How to complete this task>
Could you return all of the entries below exactly, minus the pictures?

▬▬▬▬▬▬

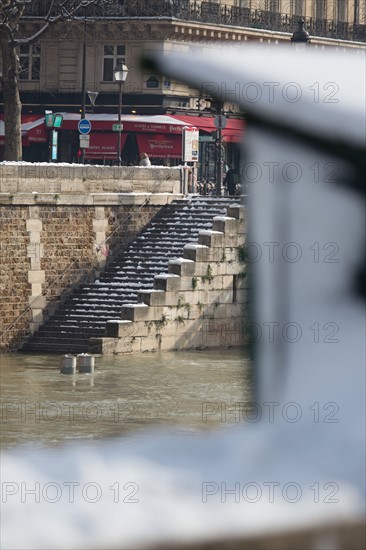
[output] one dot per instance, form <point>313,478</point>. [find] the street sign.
<point>84,126</point>
<point>49,119</point>
<point>84,141</point>
<point>190,144</point>
<point>58,120</point>
<point>220,121</point>
<point>54,145</point>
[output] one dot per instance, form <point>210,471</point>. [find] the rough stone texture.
<point>47,249</point>
<point>200,303</point>
<point>15,287</point>
<point>80,179</point>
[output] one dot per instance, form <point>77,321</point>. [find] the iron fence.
<point>208,12</point>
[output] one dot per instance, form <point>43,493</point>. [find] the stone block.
<point>37,303</point>
<point>228,311</point>
<point>225,224</point>
<point>151,343</point>
<point>99,213</point>
<point>34,225</point>
<point>241,296</point>
<point>168,282</point>
<point>220,296</point>
<point>100,226</point>
<point>128,344</point>
<point>34,236</point>
<point>36,289</point>
<point>236,211</point>
<point>182,266</point>
<point>36,277</point>
<point>158,297</point>
<point>210,238</point>
<point>196,252</point>
<point>37,316</point>
<point>223,332</point>
<point>103,346</point>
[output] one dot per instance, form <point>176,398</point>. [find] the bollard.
<point>68,364</point>
<point>85,363</point>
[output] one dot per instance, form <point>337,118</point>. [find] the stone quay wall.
<point>201,303</point>
<point>50,243</point>
<point>58,179</point>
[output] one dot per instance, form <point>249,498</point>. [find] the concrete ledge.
<point>92,199</point>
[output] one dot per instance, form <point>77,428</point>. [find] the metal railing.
<point>208,12</point>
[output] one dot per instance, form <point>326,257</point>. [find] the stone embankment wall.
<point>56,232</point>
<point>59,179</point>
<point>200,303</point>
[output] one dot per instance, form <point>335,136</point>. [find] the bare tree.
<point>12,36</point>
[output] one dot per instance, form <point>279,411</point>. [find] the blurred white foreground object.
<point>303,463</point>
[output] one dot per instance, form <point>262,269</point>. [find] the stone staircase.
<point>84,313</point>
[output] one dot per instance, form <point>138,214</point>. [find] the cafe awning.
<point>104,145</point>
<point>233,131</point>
<point>160,145</point>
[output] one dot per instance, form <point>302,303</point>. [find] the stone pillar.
<point>100,226</point>
<point>36,276</point>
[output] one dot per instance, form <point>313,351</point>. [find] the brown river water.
<point>188,391</point>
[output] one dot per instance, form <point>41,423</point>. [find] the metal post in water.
<point>68,364</point>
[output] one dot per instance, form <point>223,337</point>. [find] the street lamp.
<point>120,73</point>
<point>300,36</point>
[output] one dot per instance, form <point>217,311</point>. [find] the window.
<point>112,53</point>
<point>152,82</point>
<point>320,9</point>
<point>342,10</point>
<point>30,62</point>
<point>298,7</point>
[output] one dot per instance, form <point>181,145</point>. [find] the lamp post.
<point>120,73</point>
<point>84,4</point>
<point>301,35</point>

▬▬▬▬▬▬

Solution for this problem>
[output] one dot per instance, form <point>313,478</point>. [find] the street sign.
<point>84,126</point>
<point>49,119</point>
<point>84,141</point>
<point>190,144</point>
<point>58,120</point>
<point>220,121</point>
<point>54,145</point>
[output] one dot per instance, form <point>210,471</point>. [find] the rough stone texture.
<point>47,249</point>
<point>200,303</point>
<point>15,287</point>
<point>80,179</point>
[output] one dot per instance, form <point>77,321</point>. [find] the iron fence.
<point>208,12</point>
[output] one dot per instance, form <point>43,493</point>. [find] the stone block.
<point>37,303</point>
<point>228,311</point>
<point>225,224</point>
<point>151,343</point>
<point>99,213</point>
<point>34,225</point>
<point>241,296</point>
<point>168,282</point>
<point>220,296</point>
<point>100,226</point>
<point>128,344</point>
<point>34,236</point>
<point>36,289</point>
<point>236,211</point>
<point>182,266</point>
<point>36,277</point>
<point>158,297</point>
<point>210,238</point>
<point>196,252</point>
<point>37,316</point>
<point>223,332</point>
<point>103,346</point>
[output] one dot per instance, form <point>176,398</point>. [find] the bollard.
<point>68,364</point>
<point>85,363</point>
[output] one dot per instance, form <point>337,118</point>. [find] the stone quay wall.
<point>201,303</point>
<point>50,243</point>
<point>58,179</point>
[output] one dot per instance, form <point>249,498</point>. [find] the concrete ledge.
<point>92,199</point>
[output] one dot per instance, form <point>77,428</point>. [find] the metal railing.
<point>208,12</point>
[output] one dot per instance, form <point>326,257</point>. [find] the stone embankment wall.
<point>56,232</point>
<point>59,179</point>
<point>200,303</point>
[output] one dot per instance, form <point>335,136</point>. [find] the bare tree.
<point>12,36</point>
[output] one dot per instance, form <point>279,411</point>. [find] the blurred white foreground object.
<point>303,463</point>
[output] one dot per instance, form <point>262,269</point>. [find] the stone staircase.
<point>84,313</point>
[output] one dot per instance, form <point>138,214</point>. [find] the cafe awning.
<point>104,145</point>
<point>233,131</point>
<point>160,145</point>
[output] one dot per instance, form <point>302,303</point>. [find] the stone pillar.
<point>100,226</point>
<point>36,276</point>
[output] one dot per instance, form <point>313,351</point>. [find] the brown river water.
<point>188,391</point>
[output] one dot per instance, form <point>41,423</point>. [find] the metal post in water.
<point>68,364</point>
[output] one dot per instance, form <point>223,337</point>. [find] the street lamp.
<point>120,73</point>
<point>300,36</point>
[output] one dot per instance, form <point>217,311</point>. [find] the window.
<point>112,53</point>
<point>152,82</point>
<point>320,9</point>
<point>342,10</point>
<point>30,62</point>
<point>298,7</point>
[output] one dot per instance, form <point>181,145</point>. [find] the lamp post.
<point>120,73</point>
<point>84,4</point>
<point>301,35</point>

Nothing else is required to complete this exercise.